What needs to be done - Could you repeat the records below exactly, leaving the pictures out?

-------- Information shown --------

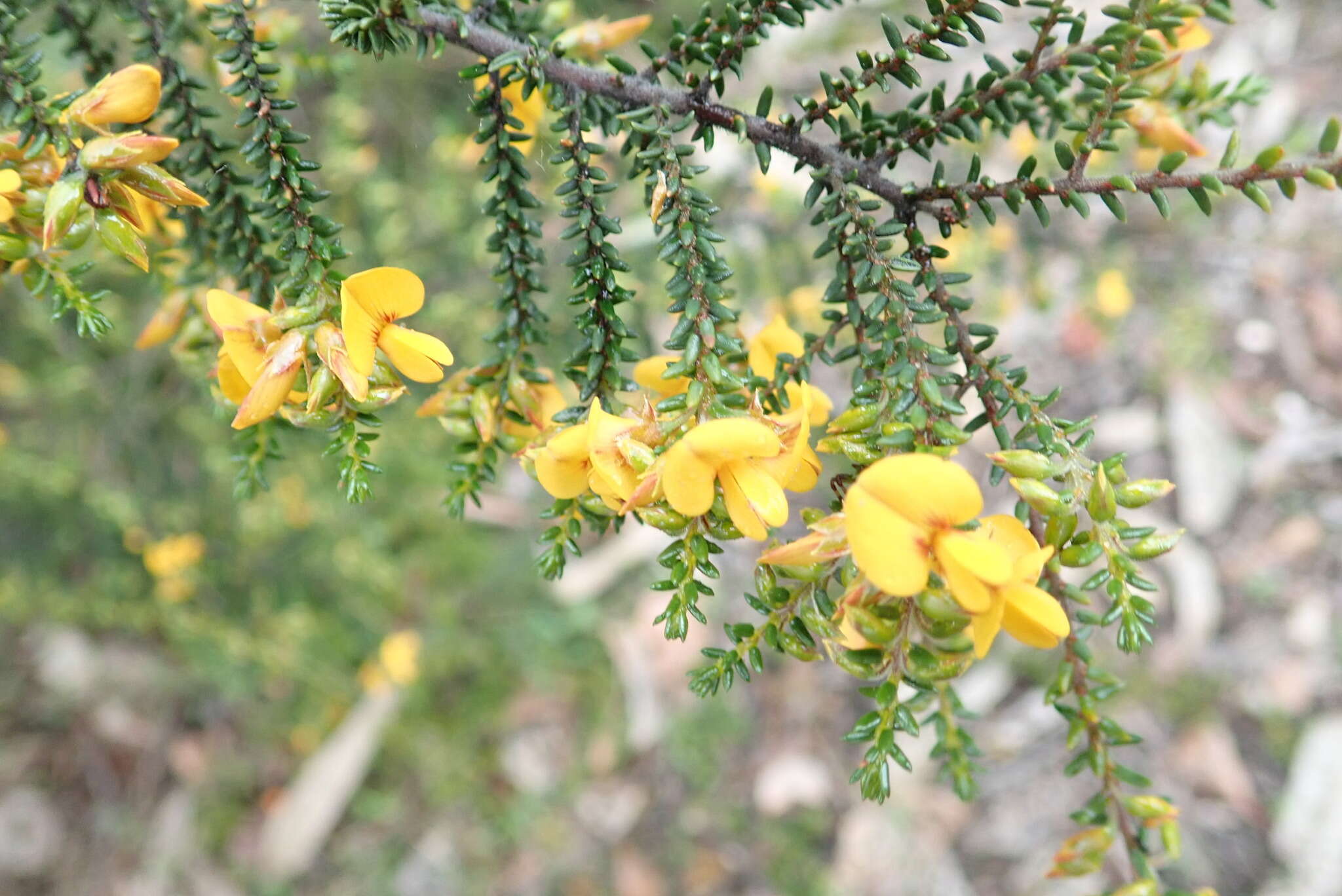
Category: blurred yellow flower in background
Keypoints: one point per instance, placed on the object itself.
(396, 663)
(1113, 297)
(592, 38)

--------

Response area -
Category: blurred yellow flower in background
Keypoints: one point per instance, placed on the object itself.
(396, 663)
(1113, 297)
(592, 38)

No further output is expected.